[Tâches demandées]
a. D'après l'extrait sur le cancer du sein triple négatif, répondez à chaque question sur sa propre ligne :
(i) Quel exemple de facteur hormonal lié à une hyper-œstrogénie est donné ?
(ii) Quelle analyse la biopsie mammaire permet-elle de réaliser ?
(iii) À quels traitements la tumeur ne répond-elle pas, selon l'oncologue ?
b. Traduisez en anglais cette phrase de l'extrait sur le cancer du sein triple négatif : « Pour permettre le diagnostic, on procède à une biopsie mammaire afin de réaliser une analyse immunohistochimique (IHC). »
c. Poursuivez l'extrait sur le cancer du sein triple négatif à partir de sa dernière phrase.

[Extrait fourni]
☆ ☆ ☆

Les autres contextes à risques sont identiques à ceux de tout cancer du sein : certaines lésions, des antécédents d'irradiation thoracique, des facteurs hormonaux en lien avec une hyper-œstrogénie (puberté précoce), sans oublier l’hygiène de vie (consommation excessive d'alcool et/ou de tabac). 

Les thérapies ciblées connues, peu efficaces

Pour comprendre les enjeux des traitements de cette maladie, il faut jeter un œil dans le microscope : les cellules cancéreuses n’ont pas en leur surface les marqueurs que l’on trouve habituellement sur celles des cancers hormonaux dépendants et des HER2.

Pour permettre le diagnostic, on procède à une biopsie mammaire afin de réaliser une analyse immunohistochimique (IHC). Celle-ci recherche le statut des récepteurs hormonaux d'œstrogène et de progestérone, et des récepteurs de la protéine HER2. "En l'absence de réponse de ces trois éléments (on dit qu'ils reviennent négatifs), le cancer du sein triple négatif est avéré", décrypte la Dre Loirat. "Étant donné qu'il n'y a pas de cible thérapeutique au niveau cellulaire, la tumeur ne répond alors ni à l’hormonothérapie ni aux stratégies anti-HER2", poursuit l’oncologue.

☆ ☆ ☆

[Données enregistrées]
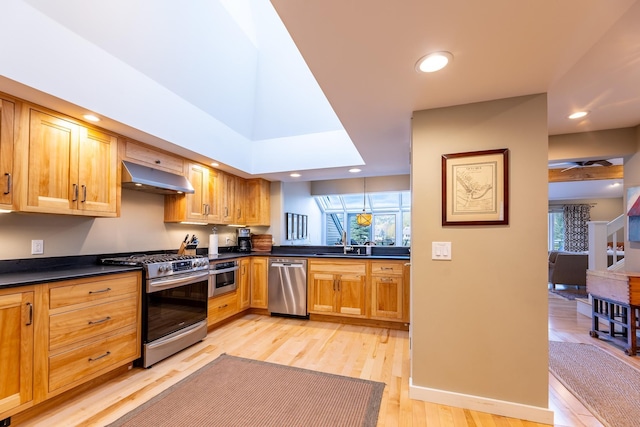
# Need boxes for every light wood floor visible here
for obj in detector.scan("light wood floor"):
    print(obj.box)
[12,290,640,427]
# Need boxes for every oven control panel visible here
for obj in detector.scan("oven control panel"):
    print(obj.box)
[147,257,209,277]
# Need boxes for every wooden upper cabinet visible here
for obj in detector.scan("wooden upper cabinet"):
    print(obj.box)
[78,126,119,216]
[0,99,15,209]
[164,163,220,223]
[244,178,271,226]
[20,109,118,216]
[186,163,211,222]
[232,176,247,225]
[219,172,236,224]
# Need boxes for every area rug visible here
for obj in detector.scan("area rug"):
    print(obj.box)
[549,289,589,301]
[549,341,640,427]
[109,354,384,427]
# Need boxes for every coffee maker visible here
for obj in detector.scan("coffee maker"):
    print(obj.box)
[238,228,251,252]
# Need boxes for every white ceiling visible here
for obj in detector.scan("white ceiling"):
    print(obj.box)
[0,0,640,198]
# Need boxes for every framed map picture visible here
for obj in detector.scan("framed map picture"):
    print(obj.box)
[442,148,509,225]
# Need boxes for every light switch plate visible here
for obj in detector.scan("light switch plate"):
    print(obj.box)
[431,242,451,261]
[31,240,44,255]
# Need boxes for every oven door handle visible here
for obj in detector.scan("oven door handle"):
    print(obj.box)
[147,270,209,293]
[210,265,240,274]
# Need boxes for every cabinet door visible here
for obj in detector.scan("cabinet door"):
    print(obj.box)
[238,258,251,310]
[185,163,209,222]
[251,257,269,308]
[78,127,118,215]
[0,99,15,209]
[22,110,80,214]
[0,292,34,418]
[371,276,404,320]
[220,172,236,224]
[207,169,223,224]
[233,177,246,224]
[337,274,366,316]
[308,272,337,313]
[244,179,271,226]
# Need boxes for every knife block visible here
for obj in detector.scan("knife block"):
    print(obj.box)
[178,242,198,255]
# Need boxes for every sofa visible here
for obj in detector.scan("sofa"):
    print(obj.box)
[549,251,589,289]
[549,250,624,289]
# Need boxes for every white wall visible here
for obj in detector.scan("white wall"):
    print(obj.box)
[277,181,322,246]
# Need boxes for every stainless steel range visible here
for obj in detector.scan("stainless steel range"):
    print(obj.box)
[102,254,209,368]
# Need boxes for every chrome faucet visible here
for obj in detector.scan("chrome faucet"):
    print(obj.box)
[342,231,353,255]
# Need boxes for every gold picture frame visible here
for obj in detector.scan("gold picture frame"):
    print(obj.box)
[442,148,509,226]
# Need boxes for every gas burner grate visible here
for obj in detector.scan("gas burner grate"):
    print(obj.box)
[102,254,205,265]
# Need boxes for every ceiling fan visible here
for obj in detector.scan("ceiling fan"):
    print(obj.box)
[560,159,613,172]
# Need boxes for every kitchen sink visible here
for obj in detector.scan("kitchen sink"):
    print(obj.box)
[314,252,369,257]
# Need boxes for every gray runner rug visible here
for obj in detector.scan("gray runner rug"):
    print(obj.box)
[109,354,384,427]
[549,341,640,427]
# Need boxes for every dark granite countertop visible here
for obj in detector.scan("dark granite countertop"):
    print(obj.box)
[0,265,142,289]
[0,246,410,289]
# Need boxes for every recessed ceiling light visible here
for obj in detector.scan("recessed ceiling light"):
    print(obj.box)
[569,111,589,120]
[416,52,453,73]
[82,114,100,122]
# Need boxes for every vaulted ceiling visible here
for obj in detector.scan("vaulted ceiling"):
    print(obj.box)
[0,0,640,193]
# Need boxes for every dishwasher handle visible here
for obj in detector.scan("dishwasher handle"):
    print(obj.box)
[271,262,304,268]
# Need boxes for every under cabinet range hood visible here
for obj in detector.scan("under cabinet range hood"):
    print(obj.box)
[122,160,195,194]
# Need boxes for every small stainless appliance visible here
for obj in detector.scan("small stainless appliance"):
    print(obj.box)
[238,228,251,252]
[102,254,209,368]
[267,258,309,317]
[209,260,239,297]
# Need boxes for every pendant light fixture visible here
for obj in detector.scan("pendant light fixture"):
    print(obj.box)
[356,178,371,227]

☆ ☆ ☆

[Réponses numérotées]
a.
(i) La puberté précoce.
(ii) Une analyse immunohistochimique (IHC).
(iii) Ni à l'hormonothérapie ni aux stratégies anti-HER2.

b. To make the diagnosis possible, a breast biopsy is performed in order to carry out an immunohistochemical (IHC) analysis.

c.
En bref : les traitements classiques (chirurgie, chimiothérapie, radiothérapie ou thérapie ciblée) qui ont fait leurs preuves sur les autres cancers du sein n’ont pas d'effets, ou très peu, sur le triple négatif. Son diagnostic est d’autant plus inquiétant que les options de traitement sont limitées.

La recherche médicale sur le pied de guerre

"Il est certes plus compliqué à soigner, mais il ne faut pas désespérer pour autant", tempère la Dre Loirat. S’il est détecté précocement et qu’il est accessible à une chirurgie, il se soigne très bien, précise-t-elle. Dans un contexte localisé et opérable, on programme une chimiothérapie intensive, suivie des chirurgie et radiothérapie habituelles, avec la plupart du temps une guérison à la clé. Des traitements peuvent être mis en œuvre en sus pour éviter la rechute. En effet, le taux de récidive des "triple négatif" est élevé dans les deux à trois ans post traitements.

"Nous sommes en mesure de guérir un cancer triple négatif sur deux avec les traitements classiques, mais malheureusement cette forme résiste parfois aux protocoles conventionnels", observe la Professeure Martine Piccart sur la chaine Youtube de l’institut Curie. D’après la spécialiste internationale des cancers du sein, il est urgent de trouver de nouveaux traitements, notamment pour les cas dont le bilan révèle des métastases (20 à 30 % des cas) : le pronostic est alors plus que préoccupant, avec, selon la Dre Delphine Loirat, une espérance de vie à 18 mois.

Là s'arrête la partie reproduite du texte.